_What this task involves_.
What follows is a set of records; repeat all of them exactly.

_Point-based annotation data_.
___

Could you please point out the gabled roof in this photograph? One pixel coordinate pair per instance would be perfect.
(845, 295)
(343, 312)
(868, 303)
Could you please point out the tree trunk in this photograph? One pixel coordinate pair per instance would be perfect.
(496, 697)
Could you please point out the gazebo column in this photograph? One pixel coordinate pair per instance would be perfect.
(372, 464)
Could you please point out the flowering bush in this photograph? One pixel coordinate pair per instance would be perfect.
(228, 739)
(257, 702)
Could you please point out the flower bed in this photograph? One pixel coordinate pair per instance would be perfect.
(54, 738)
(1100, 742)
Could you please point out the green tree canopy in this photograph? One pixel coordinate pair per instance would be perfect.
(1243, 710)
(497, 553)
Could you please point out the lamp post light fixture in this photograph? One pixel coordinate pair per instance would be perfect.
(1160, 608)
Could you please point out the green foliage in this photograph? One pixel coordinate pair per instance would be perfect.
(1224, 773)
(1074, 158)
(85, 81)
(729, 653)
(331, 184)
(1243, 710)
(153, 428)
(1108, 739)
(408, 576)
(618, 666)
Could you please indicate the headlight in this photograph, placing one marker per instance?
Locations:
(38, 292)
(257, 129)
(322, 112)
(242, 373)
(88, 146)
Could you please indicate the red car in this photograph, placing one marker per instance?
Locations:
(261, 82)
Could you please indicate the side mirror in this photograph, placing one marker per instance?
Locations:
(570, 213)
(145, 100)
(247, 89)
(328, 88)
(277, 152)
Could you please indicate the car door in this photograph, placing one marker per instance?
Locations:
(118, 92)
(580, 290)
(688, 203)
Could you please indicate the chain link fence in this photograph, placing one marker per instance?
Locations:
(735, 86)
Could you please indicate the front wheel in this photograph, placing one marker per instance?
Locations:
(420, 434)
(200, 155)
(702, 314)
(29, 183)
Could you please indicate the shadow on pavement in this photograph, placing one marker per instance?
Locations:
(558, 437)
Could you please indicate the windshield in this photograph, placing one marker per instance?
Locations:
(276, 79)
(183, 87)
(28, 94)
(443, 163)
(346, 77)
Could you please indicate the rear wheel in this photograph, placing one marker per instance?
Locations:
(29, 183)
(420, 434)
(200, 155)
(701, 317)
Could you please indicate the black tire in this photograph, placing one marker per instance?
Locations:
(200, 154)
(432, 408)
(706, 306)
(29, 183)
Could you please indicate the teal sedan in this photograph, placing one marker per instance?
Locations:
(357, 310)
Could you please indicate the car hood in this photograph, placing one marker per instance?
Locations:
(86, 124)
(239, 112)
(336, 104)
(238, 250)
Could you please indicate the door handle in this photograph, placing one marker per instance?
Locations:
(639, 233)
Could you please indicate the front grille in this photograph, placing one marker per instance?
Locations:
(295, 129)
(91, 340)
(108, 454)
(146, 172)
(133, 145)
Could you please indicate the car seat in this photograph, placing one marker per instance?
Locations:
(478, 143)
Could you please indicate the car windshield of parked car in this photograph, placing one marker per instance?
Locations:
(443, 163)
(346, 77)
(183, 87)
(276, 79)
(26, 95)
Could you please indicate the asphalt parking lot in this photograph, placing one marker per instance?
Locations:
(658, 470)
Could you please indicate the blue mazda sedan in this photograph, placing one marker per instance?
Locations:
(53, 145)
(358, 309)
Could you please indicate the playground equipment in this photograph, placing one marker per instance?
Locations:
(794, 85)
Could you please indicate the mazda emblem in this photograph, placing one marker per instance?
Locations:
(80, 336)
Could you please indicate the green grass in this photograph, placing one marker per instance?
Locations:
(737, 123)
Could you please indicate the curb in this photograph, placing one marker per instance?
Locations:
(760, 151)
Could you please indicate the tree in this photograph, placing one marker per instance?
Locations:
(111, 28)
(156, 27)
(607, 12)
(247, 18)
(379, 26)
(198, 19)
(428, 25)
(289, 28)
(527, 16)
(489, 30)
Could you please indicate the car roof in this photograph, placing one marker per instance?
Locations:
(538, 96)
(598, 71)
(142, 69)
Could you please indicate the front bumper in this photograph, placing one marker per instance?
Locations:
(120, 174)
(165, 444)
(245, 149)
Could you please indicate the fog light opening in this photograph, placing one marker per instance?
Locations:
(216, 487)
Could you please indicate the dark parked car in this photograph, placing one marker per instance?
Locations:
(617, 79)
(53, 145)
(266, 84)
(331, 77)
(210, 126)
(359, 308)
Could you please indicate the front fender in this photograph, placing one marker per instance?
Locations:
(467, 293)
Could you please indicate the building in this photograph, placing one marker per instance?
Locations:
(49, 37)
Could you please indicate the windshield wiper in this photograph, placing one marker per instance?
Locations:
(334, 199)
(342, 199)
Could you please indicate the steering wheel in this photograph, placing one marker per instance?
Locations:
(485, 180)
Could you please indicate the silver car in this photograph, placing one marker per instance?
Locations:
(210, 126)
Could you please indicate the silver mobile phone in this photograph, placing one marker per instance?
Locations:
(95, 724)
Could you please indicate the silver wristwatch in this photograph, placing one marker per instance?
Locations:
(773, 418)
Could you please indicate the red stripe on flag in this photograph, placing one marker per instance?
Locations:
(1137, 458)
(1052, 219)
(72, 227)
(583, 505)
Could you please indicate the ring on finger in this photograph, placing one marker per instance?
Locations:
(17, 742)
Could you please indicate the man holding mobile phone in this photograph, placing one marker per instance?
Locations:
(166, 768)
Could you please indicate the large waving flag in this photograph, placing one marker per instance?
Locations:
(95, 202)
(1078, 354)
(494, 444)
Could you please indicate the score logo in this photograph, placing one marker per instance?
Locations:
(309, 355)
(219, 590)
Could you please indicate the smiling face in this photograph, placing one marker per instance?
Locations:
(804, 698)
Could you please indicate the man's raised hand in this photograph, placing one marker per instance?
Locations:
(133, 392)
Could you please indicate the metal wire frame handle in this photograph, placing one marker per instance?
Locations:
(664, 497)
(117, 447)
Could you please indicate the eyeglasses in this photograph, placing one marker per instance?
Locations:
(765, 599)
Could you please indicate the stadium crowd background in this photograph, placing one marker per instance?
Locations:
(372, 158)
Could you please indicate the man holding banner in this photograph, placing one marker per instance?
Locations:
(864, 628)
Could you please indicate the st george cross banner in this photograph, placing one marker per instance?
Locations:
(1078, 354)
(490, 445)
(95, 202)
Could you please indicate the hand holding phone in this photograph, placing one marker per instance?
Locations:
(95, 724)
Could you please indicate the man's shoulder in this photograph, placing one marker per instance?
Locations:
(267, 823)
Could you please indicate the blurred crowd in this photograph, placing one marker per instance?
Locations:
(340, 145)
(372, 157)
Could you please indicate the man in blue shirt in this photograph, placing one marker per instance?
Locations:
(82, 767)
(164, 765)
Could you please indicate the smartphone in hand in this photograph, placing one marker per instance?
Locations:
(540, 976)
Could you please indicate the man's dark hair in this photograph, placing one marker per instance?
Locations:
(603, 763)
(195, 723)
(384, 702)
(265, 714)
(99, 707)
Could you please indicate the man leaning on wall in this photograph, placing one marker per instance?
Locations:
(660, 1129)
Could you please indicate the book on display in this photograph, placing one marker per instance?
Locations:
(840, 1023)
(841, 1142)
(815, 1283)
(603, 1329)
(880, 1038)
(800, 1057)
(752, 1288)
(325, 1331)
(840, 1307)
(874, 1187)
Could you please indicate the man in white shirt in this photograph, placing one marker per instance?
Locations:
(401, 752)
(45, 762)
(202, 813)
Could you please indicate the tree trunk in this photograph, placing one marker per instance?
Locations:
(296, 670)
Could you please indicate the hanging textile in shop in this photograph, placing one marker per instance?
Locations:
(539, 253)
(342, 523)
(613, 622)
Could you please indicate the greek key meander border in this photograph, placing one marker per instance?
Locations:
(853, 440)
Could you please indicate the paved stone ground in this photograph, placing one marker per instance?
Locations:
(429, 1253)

___

_Finished answer_.
Could you please point out the gabled roof in this photograph? One pixel coordinate pair per instance would be perfect.
(845, 295)
(343, 312)
(868, 303)
Could you please point out the tree trunk in this photograph? One pixel coordinate pair per instance would be perfect.
(496, 697)
Could you please point out the gazebo column in this photograph? One pixel coordinate pair per instance would be perfect.
(372, 464)
Could you please point out the flowering bush in this photograph? One pixel coordinate pair per instance would be perfect.
(228, 739)
(257, 702)
Could you please point out the flower bed in this photograph? One pixel coordinate pair per instance would be perfect.
(54, 738)
(1100, 742)
Could you please point out the green tree canopy in this photograph? One pixel coordinate pair per instance would be perfect.
(1243, 710)
(497, 553)
Could you please point out the lamp post light fixture in this photograph? One pixel coordinate pair per instance would be perfect.
(1160, 608)
Could you please point out the green foliage in this photograph? One pixel coordinate pair per instance would be perfect.
(1224, 773)
(1074, 158)
(85, 81)
(729, 653)
(331, 184)
(1243, 710)
(153, 428)
(1108, 739)
(408, 576)
(618, 666)
Could you please indicate the headlight in this photograph, placing one marker per instance?
Locations:
(38, 292)
(257, 129)
(322, 112)
(242, 373)
(88, 146)
Could you please indicate the red car in this photograph, placing one marker per instance?
Locations:
(261, 82)
Could you please indicate the side mirror in this photograph, placing one marker per instance?
Locations:
(570, 213)
(145, 100)
(247, 89)
(328, 88)
(277, 152)
Could you please indicate the car door in this photograph, placing one marker per instance?
Locations:
(118, 92)
(580, 290)
(688, 203)
Could you please indicate the chain link fence in this photograph, placing one marker per instance?
Locations:
(735, 86)
Could you please indicate the front wheel in this photograph, placing one marker per instance?
Locations:
(420, 434)
(200, 155)
(702, 314)
(29, 183)
Could you please indicate the shadow on pavement in this photograph, placing one marker per instance?
Locations:
(558, 437)
Could you please indicate the windshield in this photograph, placing one marker per instance?
Locations:
(276, 79)
(183, 87)
(28, 94)
(443, 163)
(346, 77)
Could you please indicate the rear wheel in this photograph, placing one marker per instance?
Locations:
(29, 183)
(420, 434)
(200, 155)
(701, 317)
Could you please indicate the black tire in this photograph, placing one marker per instance?
Locations:
(200, 154)
(432, 408)
(706, 306)
(29, 183)
Could you please indicate the teal sedan in this photograph, placing one marker per instance?
Locations:
(357, 310)
Could you please indicate the car hood in this photograph, placing one marker per instance?
Locations:
(86, 124)
(239, 112)
(336, 104)
(238, 250)
Could you please indicate the door handle in this photograph, placing one marker per instance?
Locations:
(639, 233)
Could you please indicate the front grille in this photograph, placing one marker per instance?
Locations:
(295, 129)
(91, 340)
(108, 454)
(146, 172)
(133, 145)
Could you please indicate the car seat in this photograph, placing one marker per instance?
Locations:
(478, 143)
Could you please indicate the car windshield of parked car in this photograph, placing one marker per instance?
Locations:
(443, 163)
(346, 77)
(183, 87)
(276, 79)
(26, 95)
Could you please indicate the asphalt parking lot in this photograph, placing one marker per instance?
Locations:
(658, 470)
Could you please indicate the blue mazda sedan in this photograph, placing one marker per instance?
Locations:
(53, 145)
(358, 309)
Could you please indicate the playground equipment in this photograph, placing one marker per instance?
Locations:
(794, 85)
Could you please indicate the mazda emblem in this photograph, placing one marker per instance?
Locations:
(80, 336)
Could you please indicate the green grass in this photograph, placing one marker per instance?
Locations:
(737, 123)
Could you please indicate the curb in this photograph, placing one marker per instance?
Locations:
(760, 151)
Could you please indicate the tree in this photograph, placing one marker per instance?
Locations:
(111, 28)
(156, 27)
(607, 12)
(247, 18)
(379, 26)
(198, 19)
(428, 25)
(289, 28)
(527, 16)
(489, 30)
Could you please indicate the car roof in this photograph, placing one marker per instance?
Locations:
(538, 96)
(598, 71)
(142, 69)
Could you please indicate the front bumper in this photograph, placing one marker per instance?
Locations:
(120, 174)
(165, 444)
(245, 149)
Could you please indicate the fog light opening in this photograph, placing one marker per instance?
Locations:
(216, 487)
Could you please indicate the dark parked car in this photograph, placing one marker per instance?
Locations:
(617, 79)
(53, 145)
(266, 84)
(331, 77)
(210, 126)
(359, 308)
Could you please indicate the front fender in this photograph, placing one marker per instance?
Locations:
(467, 293)
Could you please indicate the building in this photograph, placing one marker per instance?
Locations:
(49, 37)
Could you please indicate the windshield wiper in this photograph, placing one marker per instance?
Locations:
(334, 199)
(342, 199)
Could you please indicate the steering wheel in this photograph, placing one marker per instance?
Locations:
(485, 180)
Could you please indicate the silver car in this photograph, placing one marker per instance?
Locations:
(210, 126)
Could you please indicate the silver mobile phone in this photograph, placing one marker per instance?
Locations:
(95, 724)
Could you please indicate the silver wristwatch in this photograph, placing one marker per instance?
Locations:
(773, 418)
Could you please indicate the red stripe on flag in this photograph, placing one marker per instance?
Locations:
(1137, 458)
(1052, 219)
(72, 227)
(583, 505)
Could you please indicate the ring on finger in this photograph, placing one marker per instance?
Locations:
(17, 742)
Could you please indicate the man holding mobile phone in this photograph, placing one marker per instance?
Locations:
(166, 768)
Could you please indicate the large waving flag in this photograph, placing one marker per instance?
Locations:
(95, 202)
(1078, 354)
(494, 444)
Could you please indicate the score logo in this photograph, placing one marker per instance?
Locations:
(309, 355)
(219, 590)
Could you please indicate the smiling face in this photograph, placing one marker per instance?
Locations:
(804, 698)
Could you please indicate the man's raised hand in this photograph, placing one marker per instance?
Locations:
(133, 392)
Could you please indicate the metal wire frame handle in this photograph, placing one marker per instance?
Locations:
(664, 497)
(117, 447)
Could you please indicate the eyeglasses in this photograph, placing one marker per instance?
Locations:
(765, 599)
Could you please indicate the stadium crowd background in this photograph, placing one marker per instance?
Locations:
(372, 158)
Could you please indicate the man holding banner in this photograph, placing one marker per instance?
Locations:
(864, 628)
Could you please indicate the st george cross banner in this photograph, placing one marker per instance?
Locations:
(1078, 354)
(490, 445)
(95, 202)
Could you please indicate the hand holding phone in this photograph, placing one marker per instance?
Locations:
(95, 724)
Could you please indicate the man's shoulder in this photograph, placing one marker per instance?
Locations:
(267, 823)
Could you please indicate the blurred crowd in this photograph, placing one marker per instance?
Locations:
(340, 145)
(372, 157)
Could you please indicate the man in blue shirt in this photograph, placing one marker per instance?
Locations:
(82, 767)
(164, 765)
Could you please indicate the smartphone in hand in this photograph, placing one marker per instance?
Locations:
(540, 976)
Could you please indicate the man's dark hair in this photograph, placing one marker per instance?
Locations:
(603, 763)
(195, 723)
(384, 702)
(265, 714)
(99, 707)
Could you please indicate the man leaning on wall in this photograph, placing one marker per instance?
Locations:
(660, 1129)
Could you please indicate the book on display in this photograph, placing one marker per instance?
Locations:
(840, 1023)
(841, 1142)
(815, 1283)
(603, 1329)
(880, 1038)
(800, 1057)
(752, 1288)
(325, 1331)
(840, 1307)
(874, 1187)
Could you please indicate the man in white shirt in this photograph, placing one marker per instance?
Locations:
(401, 752)
(45, 762)
(202, 813)
Could you please indicate the tree trunk in this photograph, placing one marker per instance?
Locations:
(296, 670)
Could you please indicate the hanging textile in shop in this photograph, placing one marker per instance?
Locations:
(539, 253)
(342, 523)
(613, 622)
Could you please indicate the greek key meander border in this photograph, placing one marker per instance?
Locations:
(853, 440)
Could you please indicate the paved stone ground in this photograph, placing one marker per instance?
Locations:
(429, 1253)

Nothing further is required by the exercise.